Write out the stretch from the line containing "of the yellow" through the end of the rows again, swapping "yellow" for "golden" and leaving everything else unchanged.

Record set:

-*-

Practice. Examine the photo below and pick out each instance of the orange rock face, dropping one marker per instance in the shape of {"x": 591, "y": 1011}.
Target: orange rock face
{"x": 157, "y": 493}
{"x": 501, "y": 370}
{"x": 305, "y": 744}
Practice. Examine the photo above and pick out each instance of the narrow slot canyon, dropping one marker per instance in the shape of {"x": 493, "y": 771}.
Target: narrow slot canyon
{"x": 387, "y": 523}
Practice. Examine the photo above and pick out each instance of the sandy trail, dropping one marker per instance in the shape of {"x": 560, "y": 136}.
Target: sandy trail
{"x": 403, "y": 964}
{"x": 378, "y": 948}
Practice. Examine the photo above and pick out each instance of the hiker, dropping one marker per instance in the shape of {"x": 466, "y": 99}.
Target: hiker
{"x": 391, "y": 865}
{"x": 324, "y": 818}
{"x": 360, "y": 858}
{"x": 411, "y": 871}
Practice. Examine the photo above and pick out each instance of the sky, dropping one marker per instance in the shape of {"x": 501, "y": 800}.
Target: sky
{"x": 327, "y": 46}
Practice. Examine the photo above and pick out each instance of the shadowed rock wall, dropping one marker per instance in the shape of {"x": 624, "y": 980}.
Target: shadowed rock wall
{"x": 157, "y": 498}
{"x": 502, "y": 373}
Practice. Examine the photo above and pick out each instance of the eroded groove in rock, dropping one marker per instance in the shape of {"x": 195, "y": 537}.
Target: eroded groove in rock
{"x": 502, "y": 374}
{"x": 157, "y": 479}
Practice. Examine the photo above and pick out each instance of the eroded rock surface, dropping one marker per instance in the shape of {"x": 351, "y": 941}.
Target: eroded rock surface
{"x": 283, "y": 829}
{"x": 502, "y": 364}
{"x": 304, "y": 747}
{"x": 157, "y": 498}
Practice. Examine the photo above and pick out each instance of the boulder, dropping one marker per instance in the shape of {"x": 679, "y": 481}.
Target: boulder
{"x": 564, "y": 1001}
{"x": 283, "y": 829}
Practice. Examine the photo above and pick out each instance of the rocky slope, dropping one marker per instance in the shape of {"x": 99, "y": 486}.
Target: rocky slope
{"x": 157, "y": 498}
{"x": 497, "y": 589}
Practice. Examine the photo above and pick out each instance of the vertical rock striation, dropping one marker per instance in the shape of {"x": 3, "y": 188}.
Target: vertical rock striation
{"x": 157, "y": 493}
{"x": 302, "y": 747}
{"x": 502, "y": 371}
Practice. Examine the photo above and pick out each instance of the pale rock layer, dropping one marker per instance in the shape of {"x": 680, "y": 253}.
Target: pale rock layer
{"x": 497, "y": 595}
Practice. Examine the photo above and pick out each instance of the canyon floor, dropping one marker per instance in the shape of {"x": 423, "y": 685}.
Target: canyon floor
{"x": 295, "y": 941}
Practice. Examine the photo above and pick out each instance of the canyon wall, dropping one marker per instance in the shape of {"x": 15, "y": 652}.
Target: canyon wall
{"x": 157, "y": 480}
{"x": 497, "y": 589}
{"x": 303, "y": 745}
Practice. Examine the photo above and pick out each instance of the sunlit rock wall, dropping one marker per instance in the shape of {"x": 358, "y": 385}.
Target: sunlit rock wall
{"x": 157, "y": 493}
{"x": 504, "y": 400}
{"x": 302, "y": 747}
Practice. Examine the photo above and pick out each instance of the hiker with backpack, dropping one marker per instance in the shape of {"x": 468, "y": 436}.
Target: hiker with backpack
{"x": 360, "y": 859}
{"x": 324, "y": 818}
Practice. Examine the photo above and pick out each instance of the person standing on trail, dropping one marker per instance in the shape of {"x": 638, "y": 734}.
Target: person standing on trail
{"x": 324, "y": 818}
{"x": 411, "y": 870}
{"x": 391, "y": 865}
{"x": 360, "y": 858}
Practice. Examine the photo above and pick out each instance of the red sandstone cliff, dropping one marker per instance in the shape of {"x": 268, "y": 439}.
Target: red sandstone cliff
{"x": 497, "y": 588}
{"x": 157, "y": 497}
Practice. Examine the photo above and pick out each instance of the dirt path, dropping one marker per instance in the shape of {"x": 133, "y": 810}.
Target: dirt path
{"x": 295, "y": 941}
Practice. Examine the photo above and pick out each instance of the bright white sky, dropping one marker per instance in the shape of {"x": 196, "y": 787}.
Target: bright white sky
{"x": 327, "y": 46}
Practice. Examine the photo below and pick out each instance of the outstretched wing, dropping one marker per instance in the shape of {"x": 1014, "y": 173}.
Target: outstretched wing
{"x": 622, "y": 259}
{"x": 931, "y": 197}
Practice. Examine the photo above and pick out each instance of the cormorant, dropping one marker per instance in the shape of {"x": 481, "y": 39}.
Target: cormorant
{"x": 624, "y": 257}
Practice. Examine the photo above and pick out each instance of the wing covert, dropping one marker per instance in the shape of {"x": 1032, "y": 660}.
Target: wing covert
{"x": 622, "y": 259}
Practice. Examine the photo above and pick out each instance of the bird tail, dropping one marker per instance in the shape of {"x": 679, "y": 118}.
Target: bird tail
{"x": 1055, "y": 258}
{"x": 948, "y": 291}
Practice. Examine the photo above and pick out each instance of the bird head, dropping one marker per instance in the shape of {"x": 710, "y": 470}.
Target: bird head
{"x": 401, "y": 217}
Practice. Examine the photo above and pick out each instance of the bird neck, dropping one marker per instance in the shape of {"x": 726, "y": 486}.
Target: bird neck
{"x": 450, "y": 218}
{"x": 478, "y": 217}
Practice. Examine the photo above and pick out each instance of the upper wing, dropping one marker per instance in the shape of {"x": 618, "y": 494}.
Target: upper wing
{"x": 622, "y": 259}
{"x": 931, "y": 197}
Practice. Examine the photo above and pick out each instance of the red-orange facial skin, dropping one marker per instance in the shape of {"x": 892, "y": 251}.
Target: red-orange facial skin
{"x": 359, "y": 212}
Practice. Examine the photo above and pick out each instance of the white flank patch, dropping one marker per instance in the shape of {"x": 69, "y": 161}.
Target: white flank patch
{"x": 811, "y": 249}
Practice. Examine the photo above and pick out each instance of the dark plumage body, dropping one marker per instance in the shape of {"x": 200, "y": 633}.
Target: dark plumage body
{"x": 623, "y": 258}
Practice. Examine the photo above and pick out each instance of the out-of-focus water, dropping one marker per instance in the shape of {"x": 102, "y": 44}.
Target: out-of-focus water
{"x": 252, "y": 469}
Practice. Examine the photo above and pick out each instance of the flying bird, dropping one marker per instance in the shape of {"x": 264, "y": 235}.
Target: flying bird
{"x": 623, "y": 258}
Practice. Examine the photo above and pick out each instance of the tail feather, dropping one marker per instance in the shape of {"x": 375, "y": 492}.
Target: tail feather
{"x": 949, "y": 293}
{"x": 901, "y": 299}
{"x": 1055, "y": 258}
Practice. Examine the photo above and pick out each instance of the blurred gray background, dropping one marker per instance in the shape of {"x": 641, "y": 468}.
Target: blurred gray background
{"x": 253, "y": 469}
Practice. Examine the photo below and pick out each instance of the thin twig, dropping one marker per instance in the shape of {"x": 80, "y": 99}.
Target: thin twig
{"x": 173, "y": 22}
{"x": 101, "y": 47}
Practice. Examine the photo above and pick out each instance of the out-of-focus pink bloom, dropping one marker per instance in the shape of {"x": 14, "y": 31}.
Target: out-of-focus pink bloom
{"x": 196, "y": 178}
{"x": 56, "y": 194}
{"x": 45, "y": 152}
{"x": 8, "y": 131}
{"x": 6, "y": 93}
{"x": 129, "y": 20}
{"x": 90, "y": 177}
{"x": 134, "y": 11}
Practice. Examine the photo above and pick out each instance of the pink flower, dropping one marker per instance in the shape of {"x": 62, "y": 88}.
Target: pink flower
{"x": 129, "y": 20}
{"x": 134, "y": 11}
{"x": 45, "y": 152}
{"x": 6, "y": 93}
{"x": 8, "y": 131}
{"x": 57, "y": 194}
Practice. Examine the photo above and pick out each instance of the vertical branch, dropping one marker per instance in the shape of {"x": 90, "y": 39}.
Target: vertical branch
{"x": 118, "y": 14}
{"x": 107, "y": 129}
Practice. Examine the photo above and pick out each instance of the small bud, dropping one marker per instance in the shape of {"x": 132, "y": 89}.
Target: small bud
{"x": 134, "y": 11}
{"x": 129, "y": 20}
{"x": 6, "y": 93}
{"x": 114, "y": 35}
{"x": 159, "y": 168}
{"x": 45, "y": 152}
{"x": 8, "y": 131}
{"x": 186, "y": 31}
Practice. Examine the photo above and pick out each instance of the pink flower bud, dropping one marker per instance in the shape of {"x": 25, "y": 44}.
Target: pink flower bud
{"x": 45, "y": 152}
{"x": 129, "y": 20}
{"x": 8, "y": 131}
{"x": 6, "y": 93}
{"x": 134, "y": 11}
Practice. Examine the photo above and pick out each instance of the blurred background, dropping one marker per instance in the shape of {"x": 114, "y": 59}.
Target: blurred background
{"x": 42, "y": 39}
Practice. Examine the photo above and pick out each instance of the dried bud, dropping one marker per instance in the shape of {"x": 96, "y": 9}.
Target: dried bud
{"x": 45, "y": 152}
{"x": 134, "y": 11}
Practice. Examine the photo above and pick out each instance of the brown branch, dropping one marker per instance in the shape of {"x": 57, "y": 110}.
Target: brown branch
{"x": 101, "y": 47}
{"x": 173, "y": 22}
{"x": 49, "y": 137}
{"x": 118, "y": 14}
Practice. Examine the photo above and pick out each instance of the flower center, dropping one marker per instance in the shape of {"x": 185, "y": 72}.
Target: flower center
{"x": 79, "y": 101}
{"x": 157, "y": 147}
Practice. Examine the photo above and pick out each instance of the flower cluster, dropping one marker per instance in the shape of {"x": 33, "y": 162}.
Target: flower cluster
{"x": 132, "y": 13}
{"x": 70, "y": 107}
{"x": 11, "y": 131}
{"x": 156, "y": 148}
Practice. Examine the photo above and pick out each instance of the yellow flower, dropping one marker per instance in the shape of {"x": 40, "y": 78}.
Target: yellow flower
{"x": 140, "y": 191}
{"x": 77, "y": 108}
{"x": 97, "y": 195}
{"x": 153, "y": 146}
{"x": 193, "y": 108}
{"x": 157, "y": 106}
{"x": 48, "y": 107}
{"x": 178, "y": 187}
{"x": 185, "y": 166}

-*-

Result:
Practice. Examine the photo above and pick out each instance of the golden flower, dropping one marker per instance in the shape of {"x": 40, "y": 78}.
Target: golden flower
{"x": 140, "y": 191}
{"x": 77, "y": 108}
{"x": 97, "y": 195}
{"x": 153, "y": 146}
{"x": 193, "y": 108}
{"x": 157, "y": 106}
{"x": 48, "y": 107}
{"x": 178, "y": 187}
{"x": 185, "y": 166}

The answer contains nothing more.